- [Texte du document]:
Dans mes pérégrinations, j’ai même vu : à La Baie, une piste cyclable, avec plein de flèches pour indiquer l’allée et le retour de vélos ; à La Malbaie, à l’entrée du quai, un petit pont suspendu bien romantique, mais un peu kitch ; à Saint-Pierre-les-Becquets, plein de parasols et de tables de pique-nique ; à Sainte-Rose-du-Nord, un joli quai de bois avec de nombreuses boîtes à fleurs.
Je n’ai ni la compétence ni l’intention de juger quelque démarche que ce soit des gens pour reprendre contact avec la mer. Je fais le souhait simplement que la fonction de transport maritime ne soit pas oubliée. À Sainte-Anne-des-Monts, la profondeur de l’eau au bout du quai permet l’accostage d’un bateau qui livre le sel pour le déglaçage des routes l’hiver. Le Vacancier des Îles y a même accosté à quelques reprises. À Carleton, la réfection du quai de métal devra tenir compte aussi de la possibilité que de plus gros bateaux continuent de venir y accoster. C’est indéniable, le transport maritime par petits et moyens bateaux ne peut que revenir en force, un jour ou l’autre, sur notre grand fleuve.

- [Consigne donnée A]:
Extrayez du texte sur les quais le passage qui commence aux mots « Dans mes pérégrinations, j’ai » et qui s'arrête après les mots « boîtes à fleurs. ».
- [Consigne donnée B]:
D'après le texte sur les quais, que livre le bateau qui peut accoster au bout du quai de Sainte-Anne-des-Monts ?

- [Données enregistrées]:
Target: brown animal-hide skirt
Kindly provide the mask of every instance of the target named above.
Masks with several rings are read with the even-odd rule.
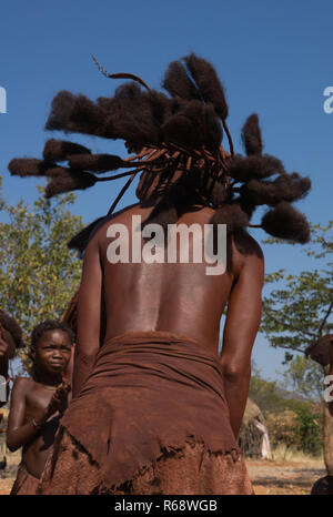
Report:
[[[218,356],[169,332],[104,343],[65,412],[40,494],[253,494]]]
[[[17,478],[11,488],[11,496],[33,496],[37,494],[39,478],[32,476],[23,462],[20,463]]]

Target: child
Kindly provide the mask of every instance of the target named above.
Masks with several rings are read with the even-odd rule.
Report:
[[[31,335],[31,377],[17,377],[7,430],[7,446],[21,446],[22,462],[12,495],[36,494],[59,420],[68,405],[70,385],[63,374],[71,358],[73,334],[61,322],[48,320]]]

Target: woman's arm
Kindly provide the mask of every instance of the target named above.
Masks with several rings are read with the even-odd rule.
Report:
[[[78,304],[78,344],[73,369],[73,398],[90,375],[100,348],[102,266],[98,234],[88,244]]]
[[[230,295],[220,357],[235,437],[240,432],[249,395],[251,352],[261,320],[263,282],[263,256],[260,253],[245,256]]]

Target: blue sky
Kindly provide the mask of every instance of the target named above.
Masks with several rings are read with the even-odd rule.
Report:
[[[333,3],[321,0],[2,2],[0,87],[8,95],[8,112],[0,114],[3,195],[9,203],[37,197],[38,181],[11,178],[7,165],[12,158],[40,156],[46,140],[60,136],[43,131],[59,90],[95,99],[112,94],[119,84],[98,72],[91,53],[110,72],[137,73],[160,88],[169,62],[194,51],[215,65],[225,85],[236,151],[245,118],[258,112],[265,151],[281,158],[290,172],[312,180],[299,209],[325,224],[332,219],[333,113],[323,110],[323,91],[333,85],[332,19]],[[69,139],[94,152],[123,153],[120,142]],[[102,215],[121,185],[120,180],[79,192],[73,212],[84,222]],[[120,206],[133,201],[132,190]],[[252,234],[264,237],[261,230]],[[269,272],[314,267],[301,246],[263,250]],[[274,377],[283,355],[259,335],[254,358],[263,375]]]

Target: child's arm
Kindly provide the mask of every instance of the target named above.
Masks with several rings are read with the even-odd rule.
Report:
[[[0,324],[0,383],[1,383],[1,395],[6,392],[6,401],[0,398],[0,407],[7,404],[9,397],[9,378],[8,378],[8,344],[3,339],[2,325]],[[3,388],[3,386],[6,387]],[[4,393],[3,393],[4,394]]]
[[[41,412],[39,416],[31,418],[30,422],[23,424],[29,383],[29,378],[18,377],[13,384],[7,429],[7,446],[11,452],[17,450],[31,442],[36,434],[46,424],[48,418],[57,410],[57,407],[53,407],[56,405],[51,399],[48,407]]]

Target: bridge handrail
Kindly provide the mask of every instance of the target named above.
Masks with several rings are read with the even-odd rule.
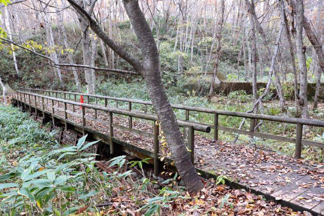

- [Réponse A]:
Dans mes pérégrinations, j’ai même vu : à La Baie, une piste cyclable, avec plein de flèches pour indiquer l’allée et le retour de vélos ; à La Malbaie, à l’entrée du quai, un petit pont suspendu bien romantique, mais un peu kitch ; à Saint-Pierre-les-Becquets, plein de parasols et de tables de pique-nique ; à Sainte-Rose-du-Nord, un joli quai de bois avec de nombreuses boîtes à fleurs.

- [Réponse B]:
Il livre le sel pour le déglaçage des routes l'hiver.